Image-grounded pointing data:
┌────────

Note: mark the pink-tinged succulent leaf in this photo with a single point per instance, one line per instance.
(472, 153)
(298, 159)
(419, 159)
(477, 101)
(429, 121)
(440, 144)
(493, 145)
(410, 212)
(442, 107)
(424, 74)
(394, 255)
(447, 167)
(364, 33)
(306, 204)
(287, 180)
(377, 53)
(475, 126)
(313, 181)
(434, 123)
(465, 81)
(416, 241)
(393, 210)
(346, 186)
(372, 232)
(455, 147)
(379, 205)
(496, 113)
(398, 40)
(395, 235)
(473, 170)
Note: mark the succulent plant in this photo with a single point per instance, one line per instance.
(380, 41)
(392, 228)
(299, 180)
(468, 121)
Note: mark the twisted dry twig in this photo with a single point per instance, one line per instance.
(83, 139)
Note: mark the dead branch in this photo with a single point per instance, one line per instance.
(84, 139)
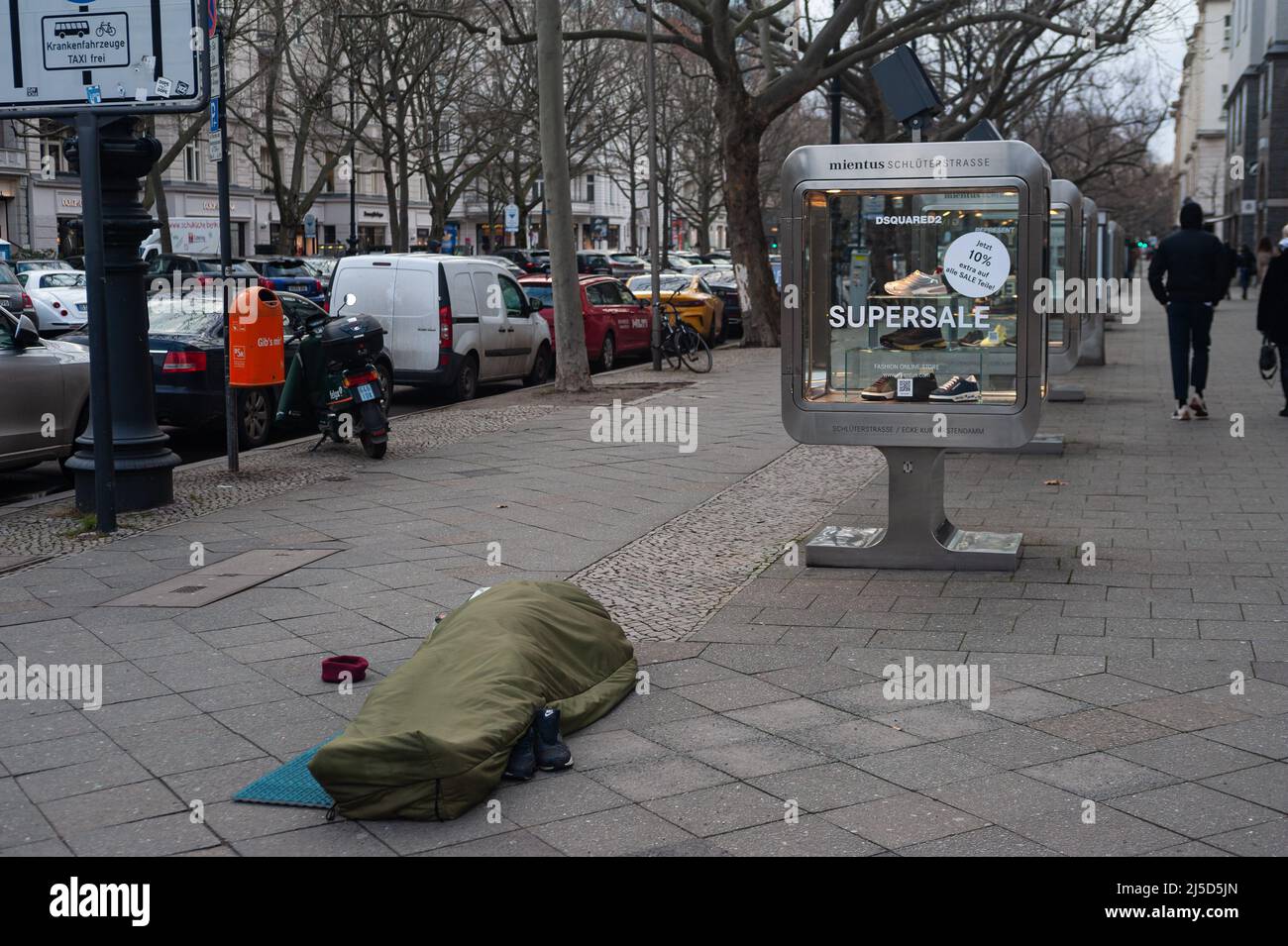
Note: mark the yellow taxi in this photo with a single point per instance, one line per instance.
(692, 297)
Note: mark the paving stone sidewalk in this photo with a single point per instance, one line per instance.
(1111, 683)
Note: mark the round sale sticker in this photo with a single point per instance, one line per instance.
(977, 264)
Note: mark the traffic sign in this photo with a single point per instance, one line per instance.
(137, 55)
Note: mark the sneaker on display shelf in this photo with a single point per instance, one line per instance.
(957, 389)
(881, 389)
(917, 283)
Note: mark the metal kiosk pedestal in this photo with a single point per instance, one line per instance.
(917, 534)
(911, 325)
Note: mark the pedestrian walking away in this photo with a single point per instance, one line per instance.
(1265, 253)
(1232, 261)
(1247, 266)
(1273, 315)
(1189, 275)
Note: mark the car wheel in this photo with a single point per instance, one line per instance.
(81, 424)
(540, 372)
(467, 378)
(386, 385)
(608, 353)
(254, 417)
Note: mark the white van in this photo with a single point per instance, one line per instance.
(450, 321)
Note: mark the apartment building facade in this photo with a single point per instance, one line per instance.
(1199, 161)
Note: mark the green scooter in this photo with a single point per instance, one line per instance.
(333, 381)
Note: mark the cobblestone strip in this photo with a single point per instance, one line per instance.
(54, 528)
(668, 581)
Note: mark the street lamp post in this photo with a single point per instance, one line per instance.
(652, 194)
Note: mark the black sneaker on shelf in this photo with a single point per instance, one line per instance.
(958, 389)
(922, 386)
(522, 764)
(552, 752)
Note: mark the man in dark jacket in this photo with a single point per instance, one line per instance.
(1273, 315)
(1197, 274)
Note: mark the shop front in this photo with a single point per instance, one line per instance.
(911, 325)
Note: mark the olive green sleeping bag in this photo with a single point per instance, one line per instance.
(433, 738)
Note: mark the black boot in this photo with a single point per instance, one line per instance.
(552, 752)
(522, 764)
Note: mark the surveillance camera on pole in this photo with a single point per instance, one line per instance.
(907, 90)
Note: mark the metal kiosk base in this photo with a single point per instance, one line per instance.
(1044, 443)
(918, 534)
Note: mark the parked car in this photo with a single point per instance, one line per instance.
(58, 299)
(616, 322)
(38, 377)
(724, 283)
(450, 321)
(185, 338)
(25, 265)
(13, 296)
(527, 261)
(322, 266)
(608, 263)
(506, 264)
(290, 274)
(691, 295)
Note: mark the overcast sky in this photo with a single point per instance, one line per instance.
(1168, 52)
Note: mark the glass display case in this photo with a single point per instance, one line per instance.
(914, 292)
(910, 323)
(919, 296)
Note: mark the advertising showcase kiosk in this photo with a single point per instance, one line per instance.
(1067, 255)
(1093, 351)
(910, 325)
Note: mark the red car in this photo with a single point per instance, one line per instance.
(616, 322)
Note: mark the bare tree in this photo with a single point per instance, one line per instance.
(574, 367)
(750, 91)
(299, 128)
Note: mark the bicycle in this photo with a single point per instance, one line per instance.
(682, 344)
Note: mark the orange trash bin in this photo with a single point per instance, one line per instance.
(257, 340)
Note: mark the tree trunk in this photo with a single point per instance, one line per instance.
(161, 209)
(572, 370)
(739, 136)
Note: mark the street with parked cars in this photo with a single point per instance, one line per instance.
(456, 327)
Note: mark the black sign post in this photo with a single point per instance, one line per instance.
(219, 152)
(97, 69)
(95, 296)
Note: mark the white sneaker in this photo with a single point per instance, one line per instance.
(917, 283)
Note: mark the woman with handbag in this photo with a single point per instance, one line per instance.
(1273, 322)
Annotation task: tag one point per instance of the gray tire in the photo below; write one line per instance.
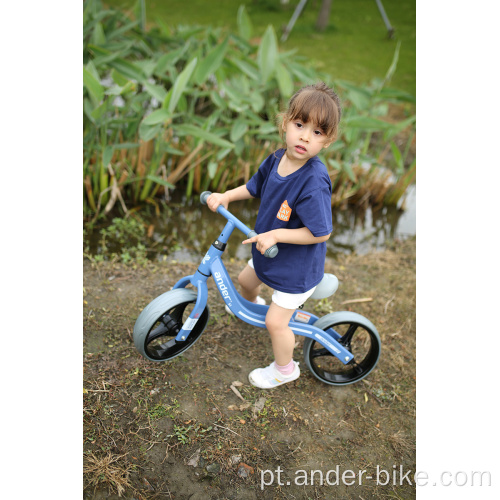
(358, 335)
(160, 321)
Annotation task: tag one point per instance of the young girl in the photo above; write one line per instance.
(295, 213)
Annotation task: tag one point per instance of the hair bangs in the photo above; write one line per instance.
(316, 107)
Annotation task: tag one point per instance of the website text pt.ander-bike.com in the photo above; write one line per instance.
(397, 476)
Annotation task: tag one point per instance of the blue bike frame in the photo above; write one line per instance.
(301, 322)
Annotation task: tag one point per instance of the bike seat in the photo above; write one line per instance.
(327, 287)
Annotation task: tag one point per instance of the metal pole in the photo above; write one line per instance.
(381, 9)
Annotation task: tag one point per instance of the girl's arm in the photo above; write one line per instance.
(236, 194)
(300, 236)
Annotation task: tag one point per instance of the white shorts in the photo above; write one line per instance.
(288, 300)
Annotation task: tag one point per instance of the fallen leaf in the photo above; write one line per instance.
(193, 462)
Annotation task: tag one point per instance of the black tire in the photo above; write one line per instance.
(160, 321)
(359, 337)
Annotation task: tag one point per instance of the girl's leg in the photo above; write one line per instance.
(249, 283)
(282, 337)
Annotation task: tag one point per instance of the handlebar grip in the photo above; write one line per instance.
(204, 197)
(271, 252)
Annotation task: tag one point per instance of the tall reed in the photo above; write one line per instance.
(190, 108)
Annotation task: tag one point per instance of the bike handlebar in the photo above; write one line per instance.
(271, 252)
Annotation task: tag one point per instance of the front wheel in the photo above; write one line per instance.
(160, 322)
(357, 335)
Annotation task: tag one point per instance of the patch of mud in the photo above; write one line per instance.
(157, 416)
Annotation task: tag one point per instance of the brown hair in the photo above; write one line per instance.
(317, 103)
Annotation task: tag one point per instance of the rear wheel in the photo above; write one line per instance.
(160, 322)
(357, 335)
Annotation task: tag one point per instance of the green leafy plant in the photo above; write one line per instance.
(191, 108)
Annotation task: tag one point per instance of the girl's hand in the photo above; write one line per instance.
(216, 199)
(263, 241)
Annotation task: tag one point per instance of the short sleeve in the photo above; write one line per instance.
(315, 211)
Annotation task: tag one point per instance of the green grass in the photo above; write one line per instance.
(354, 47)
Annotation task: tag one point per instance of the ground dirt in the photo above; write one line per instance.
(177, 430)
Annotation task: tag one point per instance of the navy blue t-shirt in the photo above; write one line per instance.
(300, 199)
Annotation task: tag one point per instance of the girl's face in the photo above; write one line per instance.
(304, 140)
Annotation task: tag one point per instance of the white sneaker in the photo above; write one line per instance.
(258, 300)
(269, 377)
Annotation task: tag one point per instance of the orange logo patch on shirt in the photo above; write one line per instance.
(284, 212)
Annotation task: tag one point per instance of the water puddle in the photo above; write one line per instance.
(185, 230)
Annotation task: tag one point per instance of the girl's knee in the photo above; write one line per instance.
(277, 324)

└────────

### [Directions for this task]
Each record above is to be written out exactly; the pictures are not.

### [Exercise result]
Note: mark the pink-tinged succulent leaf in this photo with a single point per instance, one line per instance.
(472, 153)
(298, 159)
(419, 159)
(477, 101)
(429, 121)
(440, 144)
(493, 145)
(410, 212)
(442, 107)
(424, 74)
(394, 255)
(447, 167)
(364, 33)
(306, 204)
(287, 180)
(377, 53)
(475, 126)
(313, 181)
(434, 123)
(465, 81)
(416, 241)
(393, 210)
(346, 186)
(372, 232)
(455, 147)
(379, 205)
(496, 113)
(398, 40)
(395, 235)
(473, 170)
Note: mark the succulent plant in this photo with a single point per instance, one line per instance.
(380, 41)
(392, 228)
(299, 180)
(468, 121)
Note: mark the twisted dry twig in this photo with a single point per instance, one line per instance.
(83, 139)
Note: mark the dead branch in this photo with a single point per instance, one line per instance.
(84, 139)
Note: mark the yellow taxi in this photo with a single point per instance, one line per instance.
(692, 297)
Note: mark the paving stone sidewalk in this photo with a single point per instance, one line per instance.
(1111, 683)
Note: mark the round sale sticker in this photo with a single point per instance, one line per instance.
(977, 264)
Note: mark the traffic sign in this photo with a single point per instance, one line per instance.
(137, 55)
Note: mark the sneaker on display shelf in this photo with a single point per instance, one line per instance.
(957, 389)
(881, 389)
(917, 283)
Note: mark the metal kiosk pedestal in this photo with a single point per instance, one line per instance.
(917, 534)
(911, 325)
Note: mark the pedestrian walking away in this photo with a single point per instance, one line per instance.
(1265, 253)
(1232, 261)
(1247, 266)
(1273, 315)
(1189, 275)
Note: mark the car wheel in this photo with a single point per instance, one line per instance.
(81, 424)
(540, 372)
(467, 378)
(386, 385)
(608, 353)
(254, 417)
Note: mark the white van in this photo with a single point per instance, one line per instance.
(450, 321)
Note: mark the apartment building facade in this photo with a single point per instance, one line per instance.
(1199, 161)
Note: mark the green scooter in this photo with a single point per instance, one line per instance.
(333, 381)
Note: mark the cobblestone strip in this photo with a single point per instance, one line per instance.
(54, 528)
(668, 581)
Note: mark the street lamp post in this photo with a single point per instance, one line per instance.
(652, 194)
Note: mark the black sneaker on shelf in this photo with a single point per instance, one line per instance.
(958, 389)
(922, 386)
(522, 764)
(552, 752)
Note: mark the man in dark jacket in this photo with a single point per instance, one line per instance.
(1273, 315)
(1197, 274)
Note: mark the shop front in this photo with a single point per instance, one line per instance.
(911, 325)
Note: mark the olive green sleeping bag in this photo with a single point per instance, one line per instance.
(433, 738)
Note: mark the black boot in this photo with a single point per instance, one line per instance.
(552, 752)
(522, 764)
Note: mark the surveillance camera on pole in this photo with a single point per instance, one line per instance.
(907, 90)
Note: mark the metal kiosk base in this photo with a single point per instance, one line per instance.
(1044, 443)
(918, 534)
Note: mark the parked car in this photo with a single point per instance, one line per instance.
(58, 299)
(616, 322)
(38, 377)
(724, 283)
(450, 321)
(185, 338)
(25, 265)
(13, 296)
(527, 261)
(322, 266)
(608, 263)
(506, 264)
(290, 274)
(691, 295)
Note: mark the overcast sky in this photo with a single point per instance, one line per instance.
(1168, 52)
Note: mark the glass display case in this photo with a single point per instance, one line per instance.
(914, 292)
(910, 323)
(919, 296)
Note: mark the advertising showcase kiosk in this photo with a single point per instance, one line per instance.
(1067, 255)
(1093, 351)
(910, 325)
Note: mark the red car in this photo with a single point per instance, one line per instance.
(616, 322)
Note: mark the bare tree in this photo with a single point per instance, one line per instance.
(574, 367)
(750, 91)
(299, 128)
Note: mark the bicycle in this photo with a single point per instance, one line per instance.
(682, 344)
Note: mark the orange trash bin in this photo with a single point per instance, one line per instance.
(257, 340)
Note: mark the tree trunk in this photo with a single point per instance, one line per instance.
(161, 209)
(572, 370)
(739, 136)
Note: mark the street with parked cars in this photo with a single point per instance, one line per instance.
(456, 327)
Note: mark the black sign post in this photo with a single point per instance, one line per instance.
(219, 152)
(97, 69)
(95, 296)
Note: mark the white sneaker in this photo with a single point per instance, one line per instance.
(917, 283)
Note: mark the woman with handbag in this photo with a single point per instance, one line per instance.
(1273, 322)
Annotation task: tag one point per instance of the gray tire in the photo below; write one line per instance.
(358, 335)
(160, 321)
Annotation task: tag one point per instance of the young girl in the photo above; write one line per instance.
(295, 213)
Annotation task: tag one point per instance of the hair bangs in the photo above; write one line per instance.
(316, 107)
Annotation task: tag one point per instance of the website text pt.ander-bike.com in the photo above; write one line per instance.
(397, 476)
Annotation task: tag one point per instance of the blue bike frame in the photo above; write one line per instance.
(301, 322)
Annotation task: tag one point per instance of the bike seat in the photo above; write one line per instance.
(327, 287)
Annotation task: tag one point per instance of the metal pole in the photo above; write one line per instance.
(381, 9)
Annotation task: tag one point per instance of the girl's arm in the photo above; write one line per instance.
(236, 194)
(300, 236)
Annotation task: tag one point per instance of the white shorts in the photo above; write one line per instance.
(288, 300)
Annotation task: tag one point per instance of the fallen leaf in the photo above; write one line per instance.
(193, 462)
Annotation task: tag one point per instance of the black tire in the photo above; write one line per instance.
(160, 321)
(359, 337)
Annotation task: tag one point per instance of the girl's leg in the photo above; write one line per instance.
(249, 283)
(282, 337)
Annotation task: tag one point per instance of the handlebar grip in the photo above; write one line per instance.
(204, 197)
(271, 252)
Annotation task: tag one point per instance of the tall reed in the photo above; write one line per instance.
(190, 108)
Annotation task: tag one point per instance of the bike handlebar in the photo above; write one line per instance.
(271, 252)
Annotation task: tag one point per instance of the front wheel in the photo above; write one line per instance.
(160, 322)
(357, 335)
Annotation task: tag one point per instance of the patch of mud in the photo above; write one line per instance.
(157, 416)
Annotation task: tag one point per instance of the brown hair in the photo above; write one line per instance.
(317, 103)
Annotation task: tag one point per instance of the rear wheel in the photo above; write one line per instance.
(160, 322)
(357, 335)
Annotation task: tag one point per instance of the green leafy plant in the photo above; write one line per instance.
(191, 108)
Annotation task: tag one point per instance of the girl's hand in the photo above; write one line per instance.
(216, 199)
(263, 241)
Annotation task: tag one point per instance of the short sleeve in the photo above; write one line per instance.
(315, 211)
Annotation task: tag one point per instance of the green grass in the photo above; write one line per instance.
(354, 47)
Annotation task: tag one point per instance of the ground dirt in the photo above; write one line per instance.
(177, 430)
Annotation task: tag one point per instance of the navy blue t-shirt in the photo above; write one line per instance.
(300, 199)
Annotation task: tag one point per instance of the girl's face in the photo above; write one line per instance.
(304, 140)
Annotation task: tag one point per instance of the white sneaker in the photo above; write one line per instance.
(258, 300)
(269, 377)
Annotation task: tag one point per instance of the orange logo patch on shirt in the photo above; write one line per instance.
(284, 212)
Annotation task: tag one point per instance of the water puddle in the photo above; write one line per instance.
(185, 230)
Annotation task: tag one point per instance of the girl's knee in the photo above; write one line per instance.
(277, 324)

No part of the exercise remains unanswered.